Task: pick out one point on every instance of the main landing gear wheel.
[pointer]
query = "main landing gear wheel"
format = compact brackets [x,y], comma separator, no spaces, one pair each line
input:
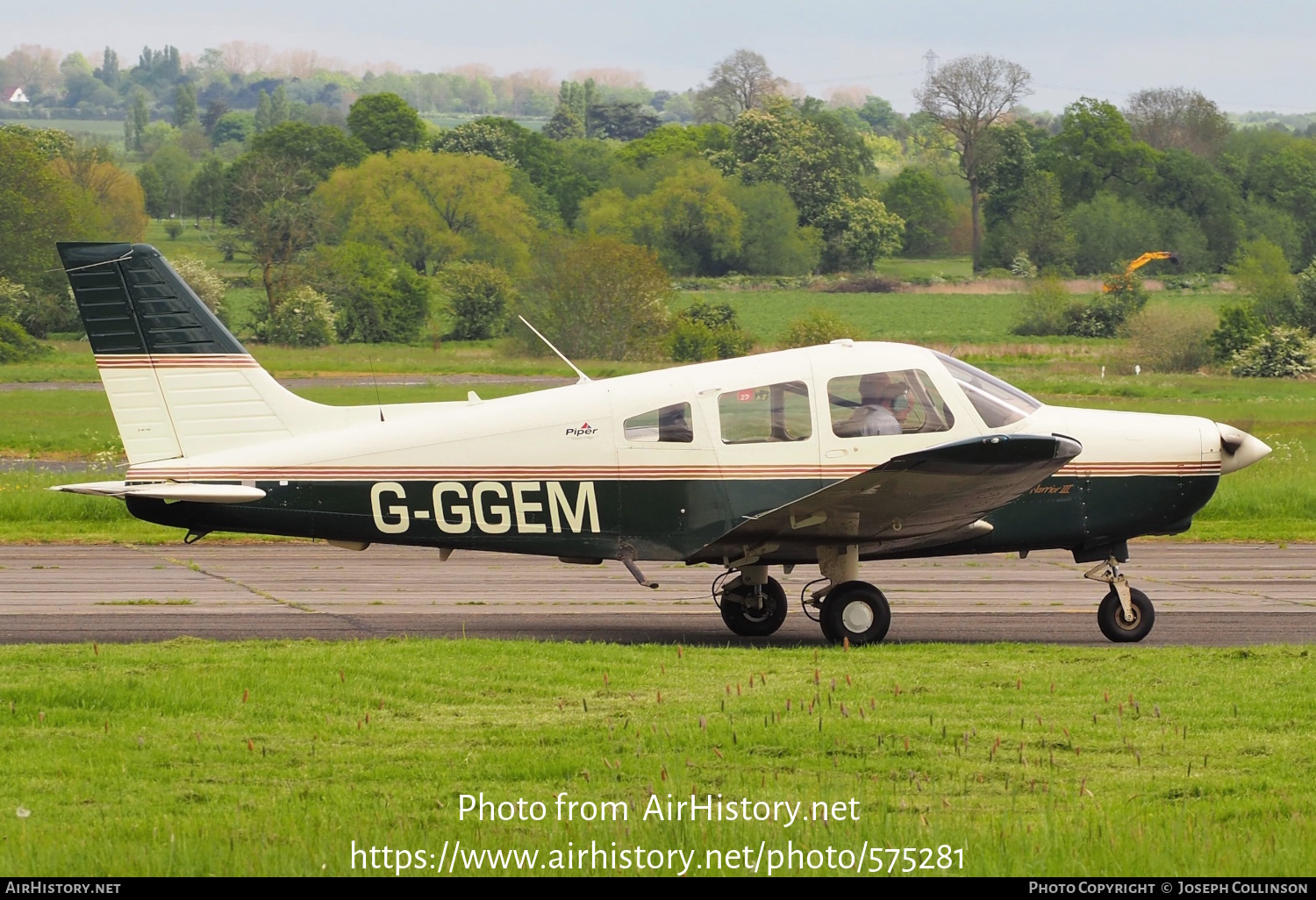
[855,611]
[755,616]
[1110,618]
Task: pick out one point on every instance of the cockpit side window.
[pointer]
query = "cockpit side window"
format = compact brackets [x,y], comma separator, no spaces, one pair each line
[887,403]
[768,413]
[665,425]
[995,400]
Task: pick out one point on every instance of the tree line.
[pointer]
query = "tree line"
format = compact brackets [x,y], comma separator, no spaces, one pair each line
[763,184]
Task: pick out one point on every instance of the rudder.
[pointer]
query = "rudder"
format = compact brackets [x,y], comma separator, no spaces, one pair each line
[178,382]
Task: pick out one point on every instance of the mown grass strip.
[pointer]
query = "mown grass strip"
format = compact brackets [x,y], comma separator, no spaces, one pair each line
[197,758]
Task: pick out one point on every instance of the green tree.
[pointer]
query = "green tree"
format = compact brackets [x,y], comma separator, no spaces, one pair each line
[108,71]
[1262,273]
[1237,331]
[139,118]
[233,126]
[276,218]
[263,113]
[542,161]
[773,241]
[882,118]
[687,218]
[676,141]
[305,318]
[623,121]
[739,83]
[815,326]
[1037,226]
[279,107]
[320,149]
[476,297]
[207,191]
[1305,299]
[565,124]
[916,196]
[1110,229]
[1177,118]
[966,96]
[375,296]
[707,331]
[1095,150]
[184,104]
[431,208]
[34,208]
[1186,182]
[1277,353]
[153,191]
[384,123]
[858,232]
[810,153]
[174,168]
[1284,171]
[597,297]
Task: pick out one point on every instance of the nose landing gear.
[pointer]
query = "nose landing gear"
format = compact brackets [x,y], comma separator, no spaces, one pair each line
[1126,615]
[753,610]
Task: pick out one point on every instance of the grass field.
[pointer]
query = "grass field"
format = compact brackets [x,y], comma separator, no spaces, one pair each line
[928,318]
[1274,500]
[197,758]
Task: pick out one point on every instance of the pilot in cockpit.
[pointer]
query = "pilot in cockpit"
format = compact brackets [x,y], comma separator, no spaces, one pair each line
[883,407]
[674,424]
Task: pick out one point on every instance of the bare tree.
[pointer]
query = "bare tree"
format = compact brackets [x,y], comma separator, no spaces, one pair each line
[737,83]
[1177,118]
[968,95]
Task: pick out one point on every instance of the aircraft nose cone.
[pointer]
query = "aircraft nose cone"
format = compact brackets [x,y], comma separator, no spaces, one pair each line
[1239,449]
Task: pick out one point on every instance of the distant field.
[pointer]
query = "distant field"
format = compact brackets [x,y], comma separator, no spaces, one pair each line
[940,318]
[1274,500]
[270,758]
[99,126]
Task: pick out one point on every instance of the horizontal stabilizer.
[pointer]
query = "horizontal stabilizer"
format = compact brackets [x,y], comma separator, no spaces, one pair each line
[168,491]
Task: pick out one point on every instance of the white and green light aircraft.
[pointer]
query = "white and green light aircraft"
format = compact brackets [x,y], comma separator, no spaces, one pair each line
[824,455]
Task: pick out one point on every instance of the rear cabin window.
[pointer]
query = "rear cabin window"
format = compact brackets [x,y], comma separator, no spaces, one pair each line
[666,425]
[995,400]
[766,415]
[887,403]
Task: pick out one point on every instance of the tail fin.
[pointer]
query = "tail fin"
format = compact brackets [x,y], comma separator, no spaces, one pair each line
[178,382]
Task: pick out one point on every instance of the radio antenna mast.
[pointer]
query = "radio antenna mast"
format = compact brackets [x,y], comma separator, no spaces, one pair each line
[549,345]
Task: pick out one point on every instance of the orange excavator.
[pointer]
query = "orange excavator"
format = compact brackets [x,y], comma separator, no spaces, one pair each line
[1142,261]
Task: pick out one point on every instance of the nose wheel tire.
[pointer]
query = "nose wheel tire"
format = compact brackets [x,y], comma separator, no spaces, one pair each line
[855,611]
[750,616]
[1110,618]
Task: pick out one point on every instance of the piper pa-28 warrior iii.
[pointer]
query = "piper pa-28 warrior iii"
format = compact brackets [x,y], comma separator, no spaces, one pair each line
[823,455]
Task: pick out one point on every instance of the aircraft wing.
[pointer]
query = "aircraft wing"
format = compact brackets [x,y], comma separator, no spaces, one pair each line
[926,497]
[168,491]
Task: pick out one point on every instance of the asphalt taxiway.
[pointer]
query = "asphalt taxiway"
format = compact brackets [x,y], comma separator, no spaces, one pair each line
[1212,595]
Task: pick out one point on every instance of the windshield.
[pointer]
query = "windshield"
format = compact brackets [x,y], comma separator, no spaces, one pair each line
[995,400]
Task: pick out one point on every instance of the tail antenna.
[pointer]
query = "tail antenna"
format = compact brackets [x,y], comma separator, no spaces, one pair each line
[583,376]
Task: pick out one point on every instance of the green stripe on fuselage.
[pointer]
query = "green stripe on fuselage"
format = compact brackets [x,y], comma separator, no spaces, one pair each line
[661,518]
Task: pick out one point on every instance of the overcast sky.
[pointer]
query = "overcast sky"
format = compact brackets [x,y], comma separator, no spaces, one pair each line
[1244,54]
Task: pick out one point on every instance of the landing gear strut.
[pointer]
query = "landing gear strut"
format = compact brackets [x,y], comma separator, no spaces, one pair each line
[753,610]
[1126,615]
[849,610]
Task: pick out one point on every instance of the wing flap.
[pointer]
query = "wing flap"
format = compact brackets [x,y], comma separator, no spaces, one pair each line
[168,491]
[916,499]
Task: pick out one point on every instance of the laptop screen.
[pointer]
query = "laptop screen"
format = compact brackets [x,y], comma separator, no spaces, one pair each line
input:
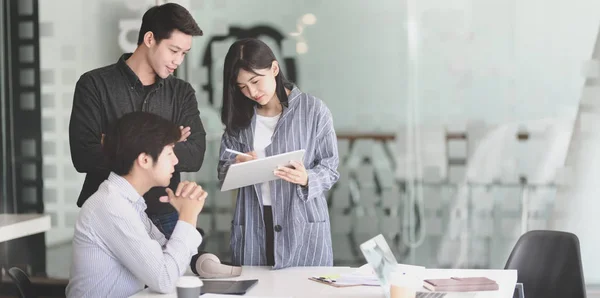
[379,255]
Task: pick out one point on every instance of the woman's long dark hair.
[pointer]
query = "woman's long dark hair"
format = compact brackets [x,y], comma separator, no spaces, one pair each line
[247,54]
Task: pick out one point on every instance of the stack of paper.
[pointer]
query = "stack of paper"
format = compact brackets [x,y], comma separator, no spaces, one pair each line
[365,275]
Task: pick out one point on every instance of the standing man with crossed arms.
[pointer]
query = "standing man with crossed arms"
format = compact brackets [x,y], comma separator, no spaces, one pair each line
[141,81]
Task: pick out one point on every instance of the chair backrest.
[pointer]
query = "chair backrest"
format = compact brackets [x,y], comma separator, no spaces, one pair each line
[22,282]
[548,263]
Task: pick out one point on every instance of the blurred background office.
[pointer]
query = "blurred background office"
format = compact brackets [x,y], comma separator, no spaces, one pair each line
[461,124]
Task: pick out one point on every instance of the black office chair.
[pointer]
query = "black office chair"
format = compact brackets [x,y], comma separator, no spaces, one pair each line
[548,263]
[22,282]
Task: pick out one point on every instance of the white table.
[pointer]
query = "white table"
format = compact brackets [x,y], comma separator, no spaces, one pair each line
[293,282]
[14,226]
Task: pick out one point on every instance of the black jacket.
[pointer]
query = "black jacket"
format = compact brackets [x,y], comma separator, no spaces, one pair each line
[104,95]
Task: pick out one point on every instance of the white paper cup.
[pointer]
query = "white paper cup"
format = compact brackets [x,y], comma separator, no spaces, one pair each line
[189,287]
[403,286]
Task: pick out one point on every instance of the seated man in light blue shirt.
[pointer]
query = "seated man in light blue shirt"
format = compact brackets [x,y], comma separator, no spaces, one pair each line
[116,248]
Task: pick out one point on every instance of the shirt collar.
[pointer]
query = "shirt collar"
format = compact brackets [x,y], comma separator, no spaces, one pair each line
[125,188]
[132,78]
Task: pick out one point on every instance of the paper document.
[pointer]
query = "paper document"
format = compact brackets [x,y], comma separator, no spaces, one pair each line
[365,275]
[245,296]
[258,170]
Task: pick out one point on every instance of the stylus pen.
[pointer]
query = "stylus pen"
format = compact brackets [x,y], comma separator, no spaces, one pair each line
[238,153]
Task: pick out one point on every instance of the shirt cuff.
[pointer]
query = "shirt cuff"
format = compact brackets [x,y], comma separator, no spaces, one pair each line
[187,234]
[304,191]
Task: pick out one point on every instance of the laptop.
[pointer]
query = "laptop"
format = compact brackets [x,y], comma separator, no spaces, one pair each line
[229,287]
[378,254]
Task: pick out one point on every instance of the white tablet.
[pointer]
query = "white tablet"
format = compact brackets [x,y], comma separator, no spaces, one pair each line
[258,170]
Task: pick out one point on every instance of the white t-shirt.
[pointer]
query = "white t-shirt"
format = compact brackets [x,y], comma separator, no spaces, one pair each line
[263,131]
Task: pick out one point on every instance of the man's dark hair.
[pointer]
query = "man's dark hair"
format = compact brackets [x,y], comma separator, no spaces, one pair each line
[136,133]
[161,20]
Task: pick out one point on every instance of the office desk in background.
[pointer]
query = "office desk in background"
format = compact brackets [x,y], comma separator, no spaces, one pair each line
[294,282]
[13,226]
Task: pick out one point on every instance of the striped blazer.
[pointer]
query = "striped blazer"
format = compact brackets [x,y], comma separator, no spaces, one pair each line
[300,214]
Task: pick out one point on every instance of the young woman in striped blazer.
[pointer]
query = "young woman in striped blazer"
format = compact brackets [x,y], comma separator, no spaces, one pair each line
[285,222]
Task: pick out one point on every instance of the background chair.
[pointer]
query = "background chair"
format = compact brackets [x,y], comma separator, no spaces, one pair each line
[548,264]
[22,282]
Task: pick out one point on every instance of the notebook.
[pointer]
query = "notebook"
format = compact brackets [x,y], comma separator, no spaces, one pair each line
[461,284]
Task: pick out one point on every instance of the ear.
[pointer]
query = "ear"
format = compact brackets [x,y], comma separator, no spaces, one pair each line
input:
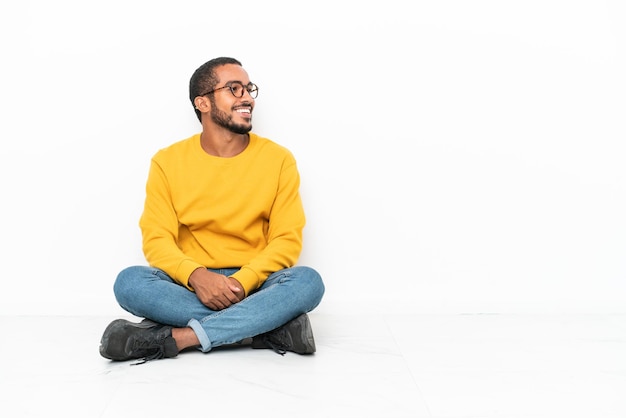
[202,103]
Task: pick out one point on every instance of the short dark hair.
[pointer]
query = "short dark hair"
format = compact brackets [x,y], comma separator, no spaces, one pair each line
[204,78]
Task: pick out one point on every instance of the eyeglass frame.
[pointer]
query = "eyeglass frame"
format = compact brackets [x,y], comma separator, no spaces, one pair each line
[250,87]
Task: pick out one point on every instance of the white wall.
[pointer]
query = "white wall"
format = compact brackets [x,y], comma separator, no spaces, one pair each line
[456,156]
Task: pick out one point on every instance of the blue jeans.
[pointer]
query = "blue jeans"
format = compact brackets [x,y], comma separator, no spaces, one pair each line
[149,292]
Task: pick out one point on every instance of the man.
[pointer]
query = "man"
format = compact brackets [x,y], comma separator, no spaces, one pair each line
[222,232]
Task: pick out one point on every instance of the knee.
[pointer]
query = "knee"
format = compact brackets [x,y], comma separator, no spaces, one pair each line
[312,281]
[126,282]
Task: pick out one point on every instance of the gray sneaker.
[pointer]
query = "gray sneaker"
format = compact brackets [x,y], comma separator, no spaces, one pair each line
[296,335]
[147,340]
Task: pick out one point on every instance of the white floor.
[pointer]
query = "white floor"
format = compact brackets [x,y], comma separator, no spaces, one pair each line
[382,366]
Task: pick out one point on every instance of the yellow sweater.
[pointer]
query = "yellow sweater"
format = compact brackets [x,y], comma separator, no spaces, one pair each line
[206,211]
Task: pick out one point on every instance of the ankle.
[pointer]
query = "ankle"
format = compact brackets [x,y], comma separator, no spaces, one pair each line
[185,338]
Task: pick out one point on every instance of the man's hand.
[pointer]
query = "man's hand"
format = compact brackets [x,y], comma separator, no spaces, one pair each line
[215,291]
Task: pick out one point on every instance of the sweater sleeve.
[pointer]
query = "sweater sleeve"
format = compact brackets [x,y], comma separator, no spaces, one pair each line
[286,223]
[159,228]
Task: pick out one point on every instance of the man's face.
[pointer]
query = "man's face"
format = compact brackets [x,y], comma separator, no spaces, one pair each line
[230,112]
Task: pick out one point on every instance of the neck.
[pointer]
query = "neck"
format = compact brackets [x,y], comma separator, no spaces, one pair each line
[224,145]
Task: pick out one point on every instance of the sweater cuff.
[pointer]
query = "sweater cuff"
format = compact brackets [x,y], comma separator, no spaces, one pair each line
[248,279]
[184,271]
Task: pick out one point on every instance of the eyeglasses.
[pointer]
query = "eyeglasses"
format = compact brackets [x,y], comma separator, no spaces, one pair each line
[237,89]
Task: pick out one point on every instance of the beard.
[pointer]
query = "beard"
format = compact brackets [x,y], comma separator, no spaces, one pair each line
[224,120]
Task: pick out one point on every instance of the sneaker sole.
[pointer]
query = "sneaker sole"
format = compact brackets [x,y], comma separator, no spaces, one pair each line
[108,340]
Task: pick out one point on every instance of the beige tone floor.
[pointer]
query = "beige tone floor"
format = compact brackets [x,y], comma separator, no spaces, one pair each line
[383,366]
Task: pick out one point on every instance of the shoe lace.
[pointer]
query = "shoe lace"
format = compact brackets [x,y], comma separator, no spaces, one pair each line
[275,342]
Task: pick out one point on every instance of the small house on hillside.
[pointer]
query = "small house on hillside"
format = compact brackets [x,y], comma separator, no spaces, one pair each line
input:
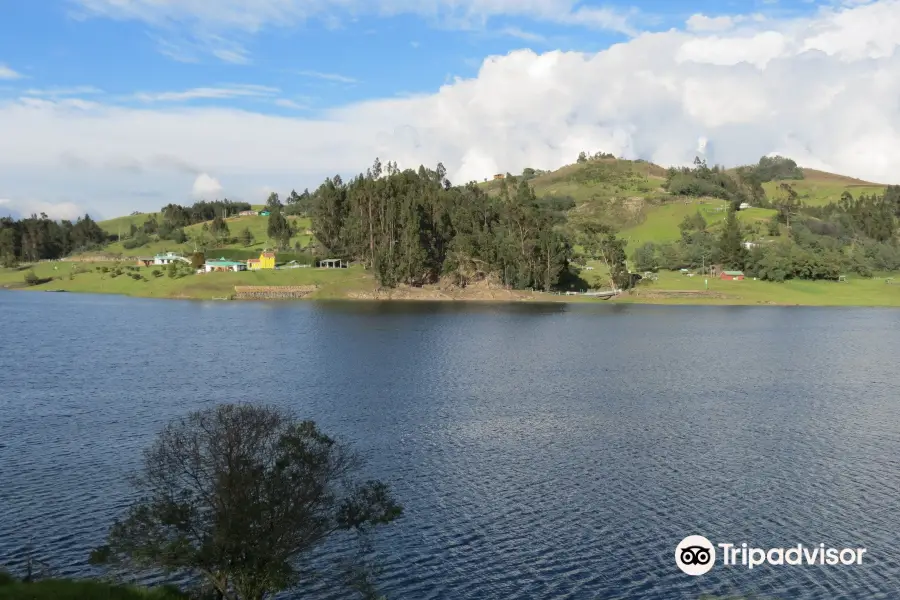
[332,263]
[266,260]
[732,275]
[223,264]
[168,258]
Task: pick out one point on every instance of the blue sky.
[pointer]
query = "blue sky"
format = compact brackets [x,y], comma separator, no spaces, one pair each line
[332,58]
[121,104]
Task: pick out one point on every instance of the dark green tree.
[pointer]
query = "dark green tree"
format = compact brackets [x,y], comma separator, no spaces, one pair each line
[241,496]
[219,227]
[731,251]
[280,229]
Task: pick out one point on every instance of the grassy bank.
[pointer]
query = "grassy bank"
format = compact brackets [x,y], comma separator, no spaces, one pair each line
[333,283]
[64,589]
[856,291]
[256,224]
[671,288]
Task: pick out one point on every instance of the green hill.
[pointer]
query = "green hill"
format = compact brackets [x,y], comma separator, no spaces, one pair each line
[630,195]
[256,224]
[818,188]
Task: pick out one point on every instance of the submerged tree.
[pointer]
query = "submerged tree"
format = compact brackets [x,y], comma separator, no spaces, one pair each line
[238,495]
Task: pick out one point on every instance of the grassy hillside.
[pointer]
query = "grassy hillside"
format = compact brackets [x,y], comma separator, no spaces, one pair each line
[661,223]
[256,224]
[65,589]
[121,225]
[818,188]
[333,283]
[630,195]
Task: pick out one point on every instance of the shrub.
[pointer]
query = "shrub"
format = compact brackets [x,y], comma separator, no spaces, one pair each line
[31,278]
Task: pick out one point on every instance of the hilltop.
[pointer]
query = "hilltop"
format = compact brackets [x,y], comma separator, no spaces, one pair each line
[630,195]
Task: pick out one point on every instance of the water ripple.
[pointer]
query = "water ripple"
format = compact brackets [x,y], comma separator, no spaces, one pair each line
[540,452]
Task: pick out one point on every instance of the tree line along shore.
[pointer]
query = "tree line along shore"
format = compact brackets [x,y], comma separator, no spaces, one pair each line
[657,235]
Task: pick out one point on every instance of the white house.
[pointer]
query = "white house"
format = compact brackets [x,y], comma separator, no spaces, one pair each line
[223,264]
[168,258]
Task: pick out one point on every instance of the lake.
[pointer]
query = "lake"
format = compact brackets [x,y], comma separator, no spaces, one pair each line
[540,451]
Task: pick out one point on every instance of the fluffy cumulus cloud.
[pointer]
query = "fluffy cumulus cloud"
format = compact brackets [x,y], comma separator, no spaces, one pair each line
[206,187]
[822,90]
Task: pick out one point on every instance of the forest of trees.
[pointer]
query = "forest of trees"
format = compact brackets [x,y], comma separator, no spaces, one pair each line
[39,237]
[414,227]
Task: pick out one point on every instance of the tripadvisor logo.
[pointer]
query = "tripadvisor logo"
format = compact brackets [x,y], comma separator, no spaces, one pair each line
[696,555]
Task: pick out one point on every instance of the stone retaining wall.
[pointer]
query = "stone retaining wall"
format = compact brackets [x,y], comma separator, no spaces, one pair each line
[272,292]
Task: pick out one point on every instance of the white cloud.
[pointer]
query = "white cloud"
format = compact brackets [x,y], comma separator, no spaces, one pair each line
[81,90]
[822,90]
[700,22]
[207,93]
[197,26]
[286,103]
[206,187]
[336,77]
[8,73]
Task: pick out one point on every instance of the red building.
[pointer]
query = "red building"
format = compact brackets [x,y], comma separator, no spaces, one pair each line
[732,275]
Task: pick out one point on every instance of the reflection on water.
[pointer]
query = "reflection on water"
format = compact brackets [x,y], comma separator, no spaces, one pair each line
[541,450]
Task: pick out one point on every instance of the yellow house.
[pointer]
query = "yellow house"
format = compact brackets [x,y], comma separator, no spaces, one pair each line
[266,260]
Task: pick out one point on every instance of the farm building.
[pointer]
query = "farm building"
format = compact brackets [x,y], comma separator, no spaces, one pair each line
[266,260]
[224,264]
[168,258]
[332,263]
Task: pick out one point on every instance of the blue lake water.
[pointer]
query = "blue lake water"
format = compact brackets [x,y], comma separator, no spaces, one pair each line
[540,451]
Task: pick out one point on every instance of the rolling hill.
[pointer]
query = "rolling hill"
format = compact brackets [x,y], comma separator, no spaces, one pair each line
[628,194]
[256,224]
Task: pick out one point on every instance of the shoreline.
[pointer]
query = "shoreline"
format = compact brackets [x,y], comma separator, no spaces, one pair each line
[357,285]
[521,297]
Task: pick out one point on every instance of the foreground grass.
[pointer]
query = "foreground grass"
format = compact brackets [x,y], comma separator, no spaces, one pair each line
[333,283]
[856,291]
[65,589]
[344,283]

## To do
Lines of the listing above that contain the word "reflection" should all be returned.

## Answer box
Task: pick out one point on every instance of the reflection on water.
query = "reflection on water"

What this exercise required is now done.